**Task**
Lay out as a numbered list, leaving out blank lines, the records starting with the line that contains "Query: gym floor" and going on through the line that contains "126), (183, 126)]]".

[Records from a data collection]
━━━━━━━━━━
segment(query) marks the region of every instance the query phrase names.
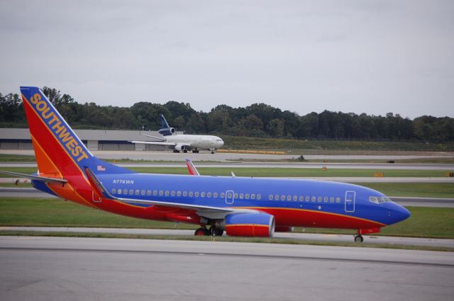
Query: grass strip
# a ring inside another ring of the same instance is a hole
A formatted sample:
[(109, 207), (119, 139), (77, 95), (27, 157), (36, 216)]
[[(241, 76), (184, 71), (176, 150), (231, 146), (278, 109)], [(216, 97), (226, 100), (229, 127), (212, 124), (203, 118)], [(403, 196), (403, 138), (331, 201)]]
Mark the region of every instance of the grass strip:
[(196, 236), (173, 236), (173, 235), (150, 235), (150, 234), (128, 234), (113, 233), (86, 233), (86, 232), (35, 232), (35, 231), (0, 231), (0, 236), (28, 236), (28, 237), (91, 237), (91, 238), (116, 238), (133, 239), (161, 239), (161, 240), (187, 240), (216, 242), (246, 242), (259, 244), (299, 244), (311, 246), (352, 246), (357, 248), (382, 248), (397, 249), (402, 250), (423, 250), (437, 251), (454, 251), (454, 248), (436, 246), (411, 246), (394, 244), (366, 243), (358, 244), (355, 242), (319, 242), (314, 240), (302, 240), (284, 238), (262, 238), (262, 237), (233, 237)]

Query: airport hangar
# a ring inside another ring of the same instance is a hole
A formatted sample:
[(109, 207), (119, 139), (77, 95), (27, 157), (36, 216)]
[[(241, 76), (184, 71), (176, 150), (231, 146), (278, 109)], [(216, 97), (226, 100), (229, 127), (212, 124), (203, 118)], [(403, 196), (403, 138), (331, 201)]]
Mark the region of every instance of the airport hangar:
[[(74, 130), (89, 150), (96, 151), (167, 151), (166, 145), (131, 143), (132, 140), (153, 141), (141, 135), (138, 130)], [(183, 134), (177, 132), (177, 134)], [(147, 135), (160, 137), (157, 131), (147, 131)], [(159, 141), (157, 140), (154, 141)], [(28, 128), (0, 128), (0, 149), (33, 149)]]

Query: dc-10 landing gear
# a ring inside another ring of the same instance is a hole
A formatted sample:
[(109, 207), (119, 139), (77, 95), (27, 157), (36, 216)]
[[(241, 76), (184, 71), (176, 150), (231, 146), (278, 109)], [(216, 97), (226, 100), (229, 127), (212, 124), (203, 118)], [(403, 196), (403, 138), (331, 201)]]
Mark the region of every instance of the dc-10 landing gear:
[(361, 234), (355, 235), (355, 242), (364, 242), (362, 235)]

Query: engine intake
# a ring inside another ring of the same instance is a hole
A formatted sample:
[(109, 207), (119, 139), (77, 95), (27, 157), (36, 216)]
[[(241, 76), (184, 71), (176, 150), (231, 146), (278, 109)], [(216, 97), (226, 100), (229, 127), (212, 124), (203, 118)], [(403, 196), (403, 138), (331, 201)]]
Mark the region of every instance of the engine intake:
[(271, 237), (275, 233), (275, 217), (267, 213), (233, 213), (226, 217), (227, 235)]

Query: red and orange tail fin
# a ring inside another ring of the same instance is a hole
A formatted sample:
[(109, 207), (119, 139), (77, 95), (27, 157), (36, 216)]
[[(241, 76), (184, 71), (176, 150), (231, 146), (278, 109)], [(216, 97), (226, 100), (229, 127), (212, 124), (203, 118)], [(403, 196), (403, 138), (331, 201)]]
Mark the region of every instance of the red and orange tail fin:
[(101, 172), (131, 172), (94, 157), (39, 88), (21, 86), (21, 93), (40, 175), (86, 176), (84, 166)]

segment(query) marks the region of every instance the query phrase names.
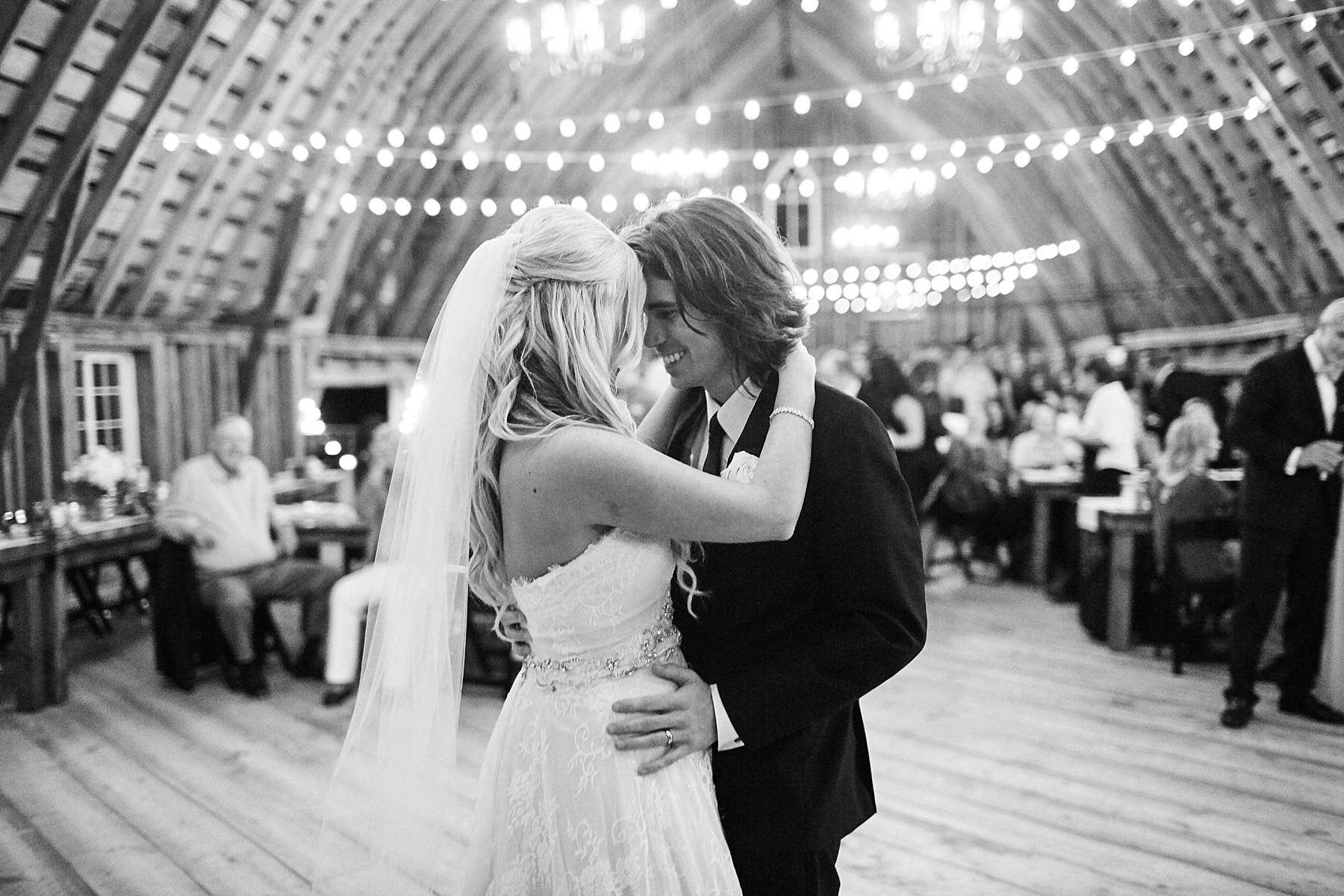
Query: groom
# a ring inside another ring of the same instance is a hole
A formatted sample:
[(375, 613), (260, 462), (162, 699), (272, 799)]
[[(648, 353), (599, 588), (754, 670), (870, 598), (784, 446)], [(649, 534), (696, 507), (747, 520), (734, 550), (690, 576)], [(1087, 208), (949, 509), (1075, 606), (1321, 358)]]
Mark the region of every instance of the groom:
━━━━━━━━━━
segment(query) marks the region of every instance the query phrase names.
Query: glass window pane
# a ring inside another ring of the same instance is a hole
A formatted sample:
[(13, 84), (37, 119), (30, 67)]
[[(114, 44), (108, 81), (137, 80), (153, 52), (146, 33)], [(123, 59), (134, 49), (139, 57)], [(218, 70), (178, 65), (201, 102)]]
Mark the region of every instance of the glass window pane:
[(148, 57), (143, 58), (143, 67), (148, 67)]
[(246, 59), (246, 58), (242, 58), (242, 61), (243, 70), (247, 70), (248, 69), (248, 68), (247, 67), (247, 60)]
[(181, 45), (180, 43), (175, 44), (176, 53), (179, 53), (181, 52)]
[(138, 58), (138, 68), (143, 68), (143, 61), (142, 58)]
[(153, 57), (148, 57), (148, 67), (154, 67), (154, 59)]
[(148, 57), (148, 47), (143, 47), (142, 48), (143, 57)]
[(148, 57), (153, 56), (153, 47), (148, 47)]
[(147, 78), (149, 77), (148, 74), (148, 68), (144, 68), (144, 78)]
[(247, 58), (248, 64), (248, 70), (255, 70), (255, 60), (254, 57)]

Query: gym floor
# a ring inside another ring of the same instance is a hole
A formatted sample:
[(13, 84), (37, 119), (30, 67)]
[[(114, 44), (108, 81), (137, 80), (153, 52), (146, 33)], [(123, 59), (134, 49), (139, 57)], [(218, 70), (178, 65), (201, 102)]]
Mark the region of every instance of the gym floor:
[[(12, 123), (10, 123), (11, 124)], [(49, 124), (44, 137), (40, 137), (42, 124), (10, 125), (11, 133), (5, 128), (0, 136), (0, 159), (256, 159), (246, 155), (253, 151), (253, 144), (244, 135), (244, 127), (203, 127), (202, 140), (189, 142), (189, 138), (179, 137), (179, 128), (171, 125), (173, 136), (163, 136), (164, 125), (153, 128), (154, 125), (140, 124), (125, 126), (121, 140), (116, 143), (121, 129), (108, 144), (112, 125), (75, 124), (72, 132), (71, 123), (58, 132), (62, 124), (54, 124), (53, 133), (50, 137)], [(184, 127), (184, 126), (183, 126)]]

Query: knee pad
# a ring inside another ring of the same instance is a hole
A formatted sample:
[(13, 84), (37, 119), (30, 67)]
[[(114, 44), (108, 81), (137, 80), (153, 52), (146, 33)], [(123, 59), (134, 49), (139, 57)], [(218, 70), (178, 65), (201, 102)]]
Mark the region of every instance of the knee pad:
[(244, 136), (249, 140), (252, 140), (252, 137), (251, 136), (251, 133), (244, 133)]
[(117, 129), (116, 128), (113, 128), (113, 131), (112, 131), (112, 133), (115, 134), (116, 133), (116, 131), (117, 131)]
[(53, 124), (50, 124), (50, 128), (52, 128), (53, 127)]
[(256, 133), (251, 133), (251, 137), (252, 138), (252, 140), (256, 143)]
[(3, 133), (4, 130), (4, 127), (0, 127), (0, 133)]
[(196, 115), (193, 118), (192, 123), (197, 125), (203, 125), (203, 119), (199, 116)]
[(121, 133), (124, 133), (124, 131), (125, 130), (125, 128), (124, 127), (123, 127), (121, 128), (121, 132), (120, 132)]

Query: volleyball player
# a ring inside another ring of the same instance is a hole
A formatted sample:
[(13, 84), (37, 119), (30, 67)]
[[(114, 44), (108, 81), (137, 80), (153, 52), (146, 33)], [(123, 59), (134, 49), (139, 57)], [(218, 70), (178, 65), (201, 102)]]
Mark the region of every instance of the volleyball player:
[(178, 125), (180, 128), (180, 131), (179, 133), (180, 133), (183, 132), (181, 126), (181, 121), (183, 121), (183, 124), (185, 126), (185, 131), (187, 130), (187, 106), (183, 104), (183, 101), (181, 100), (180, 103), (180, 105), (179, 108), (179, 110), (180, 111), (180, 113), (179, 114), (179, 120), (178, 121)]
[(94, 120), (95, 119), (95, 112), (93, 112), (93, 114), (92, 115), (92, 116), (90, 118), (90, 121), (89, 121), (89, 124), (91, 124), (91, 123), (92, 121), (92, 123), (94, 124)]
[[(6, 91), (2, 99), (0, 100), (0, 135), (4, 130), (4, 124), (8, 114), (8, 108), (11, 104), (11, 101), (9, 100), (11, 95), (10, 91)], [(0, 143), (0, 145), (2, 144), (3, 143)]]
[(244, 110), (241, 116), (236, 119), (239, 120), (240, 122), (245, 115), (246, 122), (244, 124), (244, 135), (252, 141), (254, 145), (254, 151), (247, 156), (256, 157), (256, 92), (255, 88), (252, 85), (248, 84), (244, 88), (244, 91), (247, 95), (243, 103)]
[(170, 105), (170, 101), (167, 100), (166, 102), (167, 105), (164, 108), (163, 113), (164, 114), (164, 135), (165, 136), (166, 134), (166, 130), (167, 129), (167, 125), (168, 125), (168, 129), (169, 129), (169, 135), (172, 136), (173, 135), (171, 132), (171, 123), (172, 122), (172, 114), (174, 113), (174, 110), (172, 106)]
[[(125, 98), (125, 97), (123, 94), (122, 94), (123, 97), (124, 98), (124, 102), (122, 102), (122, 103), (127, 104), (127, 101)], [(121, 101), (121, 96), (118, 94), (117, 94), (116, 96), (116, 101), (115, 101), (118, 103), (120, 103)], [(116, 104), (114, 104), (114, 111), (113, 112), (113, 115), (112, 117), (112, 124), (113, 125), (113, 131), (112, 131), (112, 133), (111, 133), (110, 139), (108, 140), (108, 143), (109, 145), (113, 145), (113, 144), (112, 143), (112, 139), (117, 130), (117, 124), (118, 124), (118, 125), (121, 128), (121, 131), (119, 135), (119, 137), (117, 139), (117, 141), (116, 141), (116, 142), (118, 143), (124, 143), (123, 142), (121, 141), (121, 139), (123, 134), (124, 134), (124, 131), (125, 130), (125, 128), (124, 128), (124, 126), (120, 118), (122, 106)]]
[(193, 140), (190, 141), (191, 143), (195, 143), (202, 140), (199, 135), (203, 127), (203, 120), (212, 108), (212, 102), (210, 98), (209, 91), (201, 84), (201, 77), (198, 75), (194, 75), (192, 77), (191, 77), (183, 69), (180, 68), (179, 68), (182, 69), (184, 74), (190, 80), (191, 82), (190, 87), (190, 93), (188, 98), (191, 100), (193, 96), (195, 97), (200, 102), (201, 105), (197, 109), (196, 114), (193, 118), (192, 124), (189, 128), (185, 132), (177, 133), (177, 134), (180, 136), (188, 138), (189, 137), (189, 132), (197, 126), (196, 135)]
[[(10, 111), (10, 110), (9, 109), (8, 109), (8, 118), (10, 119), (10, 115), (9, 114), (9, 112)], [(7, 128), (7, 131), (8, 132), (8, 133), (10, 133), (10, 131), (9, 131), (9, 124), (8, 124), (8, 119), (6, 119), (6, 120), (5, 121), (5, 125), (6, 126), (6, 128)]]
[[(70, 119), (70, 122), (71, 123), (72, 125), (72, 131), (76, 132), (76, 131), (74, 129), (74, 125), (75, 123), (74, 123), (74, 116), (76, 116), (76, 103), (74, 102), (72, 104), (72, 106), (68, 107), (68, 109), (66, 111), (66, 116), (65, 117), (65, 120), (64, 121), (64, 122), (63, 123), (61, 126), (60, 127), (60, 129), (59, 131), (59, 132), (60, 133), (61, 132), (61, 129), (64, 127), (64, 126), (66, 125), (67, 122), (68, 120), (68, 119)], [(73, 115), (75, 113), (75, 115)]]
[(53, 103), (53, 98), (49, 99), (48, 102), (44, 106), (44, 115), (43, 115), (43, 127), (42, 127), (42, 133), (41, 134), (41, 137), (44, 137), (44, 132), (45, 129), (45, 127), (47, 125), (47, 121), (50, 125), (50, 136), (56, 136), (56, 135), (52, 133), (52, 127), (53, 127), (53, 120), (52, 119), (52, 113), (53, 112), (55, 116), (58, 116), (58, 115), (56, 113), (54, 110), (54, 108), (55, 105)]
━━━━━━━━━━
**Solution to the problem**
1. Query: gym floor
2. # a ring inside another ring of the same instance is a hole
3. A formatted sample:
4. [(13, 84), (37, 119), (30, 67)]
5. [[(114, 44), (108, 81), (137, 80), (153, 52), (146, 33)], [(123, 59), (134, 49), (139, 57)], [(218, 70), (178, 65), (201, 102)]]
6. Mark the region of every instance of the gym floor:
7. [[(12, 123), (10, 123), (11, 124)], [(49, 124), (44, 137), (40, 137), (42, 124), (10, 125), (11, 133), (5, 128), (0, 136), (0, 159), (256, 159), (246, 155), (253, 151), (253, 144), (244, 135), (244, 127), (203, 127), (202, 140), (189, 142), (189, 138), (179, 137), (179, 128), (171, 125), (173, 136), (163, 136), (164, 125), (153, 128), (154, 125), (140, 124), (125, 126), (121, 140), (116, 143), (121, 129), (108, 144), (112, 125), (75, 124), (72, 132), (71, 123), (58, 132), (62, 124), (54, 124), (53, 133), (50, 137)], [(184, 127), (184, 126), (183, 126)]]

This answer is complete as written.